Votre tâche:
Mettez en forme l'ensemble des enregistrements ci-dessous en tableau Markdown à deux colonnes, « Rang » pour le numéro de ligne et « Contenu » pour la ligne elle-même, sans les lignes vides. N'incluez pas les images dans la réponse.

Données:

---

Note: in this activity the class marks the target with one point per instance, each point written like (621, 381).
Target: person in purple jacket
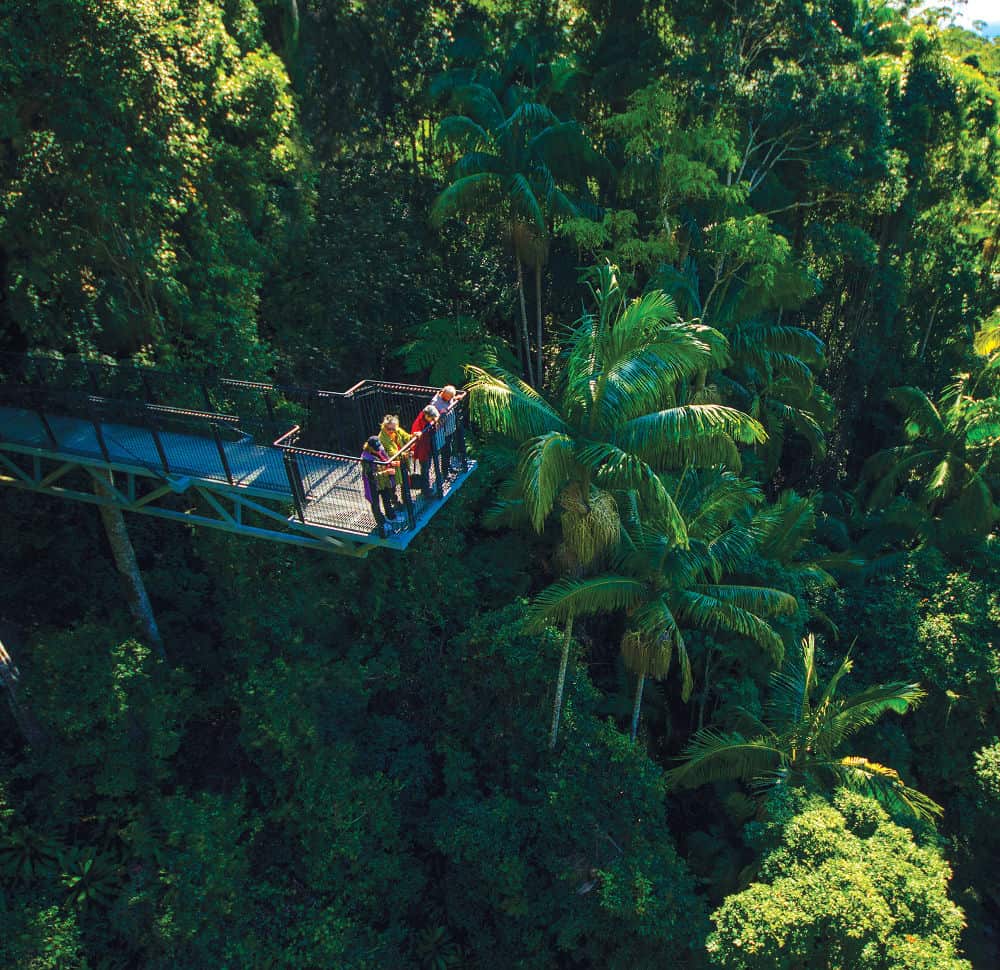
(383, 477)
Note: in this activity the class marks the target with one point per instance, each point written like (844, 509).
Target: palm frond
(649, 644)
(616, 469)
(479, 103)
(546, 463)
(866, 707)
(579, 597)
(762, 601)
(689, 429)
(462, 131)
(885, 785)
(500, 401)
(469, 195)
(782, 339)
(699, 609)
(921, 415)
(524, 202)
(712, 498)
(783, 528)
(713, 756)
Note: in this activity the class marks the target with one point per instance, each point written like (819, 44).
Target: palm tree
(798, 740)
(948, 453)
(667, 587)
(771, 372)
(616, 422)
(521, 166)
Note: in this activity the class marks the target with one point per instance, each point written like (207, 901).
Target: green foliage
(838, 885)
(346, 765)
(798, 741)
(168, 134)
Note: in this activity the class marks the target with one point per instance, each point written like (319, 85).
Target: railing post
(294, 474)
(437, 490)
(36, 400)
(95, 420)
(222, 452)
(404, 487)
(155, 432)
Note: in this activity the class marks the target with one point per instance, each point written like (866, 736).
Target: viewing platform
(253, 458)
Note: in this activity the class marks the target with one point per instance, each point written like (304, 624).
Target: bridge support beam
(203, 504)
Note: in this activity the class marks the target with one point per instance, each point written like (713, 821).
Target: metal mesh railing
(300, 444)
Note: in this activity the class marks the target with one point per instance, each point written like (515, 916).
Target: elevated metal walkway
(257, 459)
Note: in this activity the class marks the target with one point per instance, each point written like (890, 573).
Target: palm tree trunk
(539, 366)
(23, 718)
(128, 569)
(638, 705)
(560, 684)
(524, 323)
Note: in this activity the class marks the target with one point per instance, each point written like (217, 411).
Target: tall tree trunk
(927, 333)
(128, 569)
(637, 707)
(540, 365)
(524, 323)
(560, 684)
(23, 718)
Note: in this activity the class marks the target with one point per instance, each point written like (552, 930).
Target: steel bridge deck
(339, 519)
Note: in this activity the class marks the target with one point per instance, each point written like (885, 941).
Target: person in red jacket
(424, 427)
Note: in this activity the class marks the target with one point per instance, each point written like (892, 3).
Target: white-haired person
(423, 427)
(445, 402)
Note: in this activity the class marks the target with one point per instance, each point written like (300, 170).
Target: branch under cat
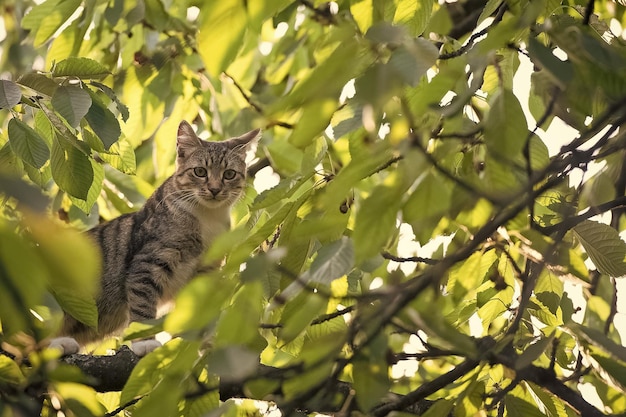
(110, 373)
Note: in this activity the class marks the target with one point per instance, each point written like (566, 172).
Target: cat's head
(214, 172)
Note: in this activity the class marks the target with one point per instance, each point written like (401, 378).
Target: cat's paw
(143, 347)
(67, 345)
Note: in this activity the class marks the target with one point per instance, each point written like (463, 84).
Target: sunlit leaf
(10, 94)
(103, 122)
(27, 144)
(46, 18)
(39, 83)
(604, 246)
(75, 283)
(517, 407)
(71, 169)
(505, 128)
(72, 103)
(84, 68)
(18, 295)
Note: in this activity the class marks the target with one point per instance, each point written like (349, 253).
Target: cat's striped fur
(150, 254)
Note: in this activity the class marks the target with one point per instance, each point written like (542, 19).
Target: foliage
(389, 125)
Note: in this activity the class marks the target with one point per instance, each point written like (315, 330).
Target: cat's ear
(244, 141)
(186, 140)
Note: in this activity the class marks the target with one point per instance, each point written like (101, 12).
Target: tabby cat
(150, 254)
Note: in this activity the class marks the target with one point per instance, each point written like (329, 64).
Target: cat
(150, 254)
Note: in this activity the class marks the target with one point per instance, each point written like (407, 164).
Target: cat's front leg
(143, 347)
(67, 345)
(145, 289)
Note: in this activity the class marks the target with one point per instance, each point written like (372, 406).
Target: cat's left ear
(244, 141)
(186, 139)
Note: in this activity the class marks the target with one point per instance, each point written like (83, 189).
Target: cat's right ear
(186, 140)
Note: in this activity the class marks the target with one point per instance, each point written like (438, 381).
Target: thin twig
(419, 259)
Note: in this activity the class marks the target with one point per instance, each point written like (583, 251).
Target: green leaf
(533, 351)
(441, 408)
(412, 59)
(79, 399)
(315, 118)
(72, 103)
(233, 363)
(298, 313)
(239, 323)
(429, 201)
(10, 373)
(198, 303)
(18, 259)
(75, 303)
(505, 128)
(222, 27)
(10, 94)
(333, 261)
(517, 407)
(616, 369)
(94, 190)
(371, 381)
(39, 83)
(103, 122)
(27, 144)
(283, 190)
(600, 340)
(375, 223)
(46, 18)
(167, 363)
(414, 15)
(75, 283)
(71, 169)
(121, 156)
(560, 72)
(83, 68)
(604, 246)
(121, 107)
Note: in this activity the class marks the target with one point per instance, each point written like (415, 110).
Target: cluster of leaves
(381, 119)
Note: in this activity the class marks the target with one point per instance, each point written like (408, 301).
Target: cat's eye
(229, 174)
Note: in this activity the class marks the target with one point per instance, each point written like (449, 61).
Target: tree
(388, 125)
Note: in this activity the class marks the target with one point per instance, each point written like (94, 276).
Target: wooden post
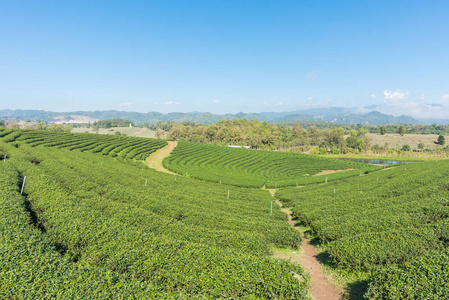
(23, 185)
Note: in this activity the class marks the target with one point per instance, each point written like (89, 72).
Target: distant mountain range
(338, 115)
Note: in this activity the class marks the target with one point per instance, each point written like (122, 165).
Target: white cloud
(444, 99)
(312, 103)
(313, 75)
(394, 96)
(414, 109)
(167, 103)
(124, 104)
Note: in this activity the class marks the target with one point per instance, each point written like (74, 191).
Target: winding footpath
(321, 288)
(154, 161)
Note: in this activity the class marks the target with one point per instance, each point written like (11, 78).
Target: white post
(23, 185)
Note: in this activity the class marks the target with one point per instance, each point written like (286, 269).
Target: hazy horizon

---

Résultat final:
| Rang | Contenu |
|---|---|
| 1 | Note: in this activity the class marks the target with one point per instance, each point written like (621, 381). |
| 2 | Target: person in purple jacket |
| 3 | (383, 477) |
| 4 | Note: in this activity the class marks the target with one point per instance, each point written like (844, 509). |
| 5 | Target: palm frond |
| 6 | (649, 644) |
| 7 | (616, 469) |
| 8 | (479, 103) |
| 9 | (546, 463) |
| 10 | (866, 707) |
| 11 | (579, 597) |
| 12 | (762, 601) |
| 13 | (689, 429) |
| 14 | (462, 131) |
| 15 | (885, 785) |
| 16 | (500, 401) |
| 17 | (469, 195) |
| 18 | (782, 339) |
| 19 | (699, 609) |
| 20 | (921, 415) |
| 21 | (524, 202) |
| 22 | (712, 498) |
| 23 | (783, 528) |
| 24 | (713, 756) |
| 25 | Note: in this activity the class marks the target with one point per instance, each point written like (819, 44). |
| 26 | Target: palm tree |
| 27 | (798, 740) |
| 28 | (948, 453) |
| 29 | (667, 587) |
| 30 | (771, 372) |
| 31 | (616, 422) |
| 32 | (521, 166) |
| 33 | Note: in this activity the class marks the target with one point per instance, each point written like (207, 901). |
| 34 | Target: green foliage |
| 35 | (838, 885) |
| 36 | (346, 765) |
| 37 | (798, 741) |
| 38 | (168, 134) |
| 39 | Note: in this activity the class marks the target with one point per instance, each point written like (319, 85). |
| 40 | Target: railing post |
| 41 | (294, 474) |
| 42 | (437, 490) |
| 43 | (36, 400) |
| 44 | (95, 420) |
| 45 | (222, 452) |
| 46 | (404, 487) |
| 47 | (155, 432) |
| 48 | Note: in this activity the class marks the target with one point per instance, each point written like (866, 736). |
| 49 | Target: viewing platform |
| 50 | (253, 458) |
| 51 | Note: in this activity the class marks the target with one point per instance, each point written like (304, 624). |
| 52 | Target: bridge support beam |
| 53 | (203, 504) |
| 54 | Note: in this activity the class marks the target with one point per instance, each point written like (713, 821). |
| 55 | Target: metal mesh railing |
| 56 | (300, 444) |
| 57 | Note: in this activity the class marks the target with one point per instance, each point written like (515, 916). |
| 58 | Target: elevated metal walkway |
| 59 | (257, 459) |
| 60 | Note: in this activity the class marks the target with one point per instance, each point written like (890, 573). |
| 61 | Target: palm tree trunk |
| 62 | (539, 366) |
| 63 | (23, 718) |
| 64 | (128, 569) |
| 65 | (638, 705) |
| 66 | (560, 684) |
| 67 | (524, 323) |
| 68 | Note: in this activity the class marks the target with one point per instance, each point written like (217, 411). |
| 69 | Target: tall tree trunk |
| 70 | (927, 333) |
| 71 | (128, 569) |
| 72 | (637, 707) |
| 73 | (540, 365) |
| 74 | (524, 323) |
| 75 | (560, 684) |
| 76 | (23, 718) |
| 77 | Note: in this activity the class marks the target with one point per instance, each point written like (552, 930). |
| 78 | Target: steel bridge deck |
| 79 | (339, 519) |
| 80 | Note: in this activity the class marks the target with one point per instance, each point written like (885, 941). |
| 81 | Target: person in red jacket |
| 82 | (424, 427) |
| 83 | Note: in this activity the class marks the target with one point per instance, each point written like (892, 3). |
| 84 | Target: white-haired person |
| 85 | (423, 427) |
| 86 | (445, 402) |
| 87 | Note: in this activity the class marks the target with one point per instance, each point written like (300, 170). |
| 88 | Target: branch under cat |
| 89 | (110, 373) |
| 90 | Note: in this activity the class marks the target with one point per instance, each point written like (566, 172). |
| 91 | Target: cat's head |
| 92 | (214, 172) |
| 93 | Note: in this activity the class marks the target with one point per instance, each point written like (401, 378). |
| 94 | Target: cat's paw |
| 95 | (143, 347) |
| 96 | (67, 345) |
| 97 | Note: in this activity the class marks the target with one point per instance, each point written like (463, 84). |
| 98 | Target: sunlit leaf |
| 99 | (10, 94) |
| 100 | (103, 122) |
| 101 | (27, 144) |
| 102 | (46, 18) |
| 103 | (39, 83) |
| 104 | (604, 246) |
| 105 | (75, 283) |
| 106 | (517, 407) |
| 107 | (71, 169) |
| 108 | (505, 128) |
| 109 | (72, 103) |
| 110 | (84, 68) |
| 111 | (18, 295) |
| 112 | Note: in this activity the class marks the target with one point per instance, each point written like (349, 253). |
| 113 | Target: cat's striped fur |
| 114 | (150, 254) |
| 115 | Note: in this activity the class marks the target with one point per instance, each point written like (542, 19). |
| 116 | Target: foliage |
| 117 | (389, 125) |
| 118 | Note: in this activity the class marks the target with one point per instance, each point written like (315, 330). |
| 119 | Target: cat's ear |
| 120 | (244, 141) |
| 121 | (186, 140) |
| 122 | Note: in this activity the class marks the target with one point per instance, each point written like (101, 12). |
| 123 | Target: tabby cat |
| 124 | (150, 254) |
| 125 | Note: in this activity the class marks the target with one point per instance, each point written like (329, 64). |
| 126 | Target: cat |
| 127 | (150, 254) |
| 128 | Note: in this activity the class marks the target with one point per instance, each point written like (407, 164). |
| 129 | Target: cat's front leg |
| 130 | (143, 347) |
| 131 | (67, 345) |
| 132 | (145, 289) |
| 133 | Note: in this activity the class marks the target with one point per instance, each point written like (372, 406). |
| 134 | Target: cat's left ear |
| 135 | (244, 141) |
| 136 | (186, 139) |
| 137 | Note: in this activity the class marks the target with one point per instance, each point written like (83, 189). |
| 138 | Target: cat's right ear |
| 139 | (186, 140) |
| 140 | Note: in this activity the class marks the target with one point per instance, each point written like (438, 381). |
| 141 | Target: thin twig |
| 142 | (419, 259) |
| 143 | Note: in this activity the class marks the target with one point per instance, each point written like (583, 251). |
| 144 | Target: green leaf |
| 145 | (533, 351) |
| 146 | (441, 408) |
| 147 | (412, 59) |
| 148 | (79, 399) |
| 149 | (315, 118) |
| 150 | (72, 103) |
| 151 | (233, 363) |
| 152 | (298, 313) |
| 153 | (239, 323) |
| 154 | (429, 201) |
| 155 | (10, 373) |
| 156 | (198, 303) |
| 157 | (18, 259) |
| 158 | (75, 303) |
| 159 | (505, 128) |
| 160 | (222, 27) |
| 161 | (10, 94) |
| 162 | (333, 261) |
| 163 | (517, 407) |
| 164 | (616, 369) |
| 165 | (94, 190) |
| 166 | (371, 381) |
| 167 | (39, 83) |
| 168 | (103, 122) |
| 169 | (27, 144) |
| 170 | (283, 190) |
| 171 | (600, 340) |
| 172 | (375, 223) |
| 173 | (46, 18) |
| 174 | (167, 363) |
| 175 | (414, 15) |
| 176 | (75, 283) |
| 177 | (71, 169) |
| 178 | (121, 156) |
| 179 | (560, 72) |
| 180 | (83, 68) |
| 181 | (604, 246) |
| 182 | (121, 107) |
| 183 | Note: in this activity the class marks the target with one point per instance, each point written like (415, 110). |
| 184 | Target: cluster of leaves |
| 185 | (381, 119) |
| 186 | Note: in this activity the class marks the target with one point per instance, each point written like (408, 301). |
| 187 | Target: cat's eye |
| 188 | (229, 174) |
| 189 | Note: in this activity the class marks the target with one point per instance, each point written like (449, 61). |
| 190 | Target: tree |
| 191 | (388, 125) |
| 192 | Note: in this activity the class marks the target with one point per instance, each point written like (94, 276). |
| 193 | Target: wooden post |
| 194 | (23, 185) |
| 195 | Note: in this activity the class marks the target with one point per instance, each point written like (89, 72). |
| 196 | Target: distant mountain range |
| 197 | (338, 115) |
| 198 | Note: in this activity the class marks the target with one point per instance, each point written like (122, 165). |
| 199 | Target: white cloud |
| 200 | (444, 99) |
| 201 | (312, 103) |
| 202 | (313, 75) |
| 203 | (394, 96) |
| 204 | (414, 109) |
| 205 | (167, 103) |
| 206 | (124, 104) |
| 207 | Note: in this activity the class marks the target with one point per instance, each point written like (74, 191). |
| 208 | Target: winding footpath |
| 209 | (321, 288) |
| 210 | (154, 161) |
| 211 | Note: in this activity the class marks the target with one point per instance, each point written like (11, 78). |
| 212 | Target: white post |
| 213 | (23, 185) |
| 214 | Note: in this activity the class marks the target with one point per instance, each point written like (286, 269). |
| 215 | Target: hazy horizon |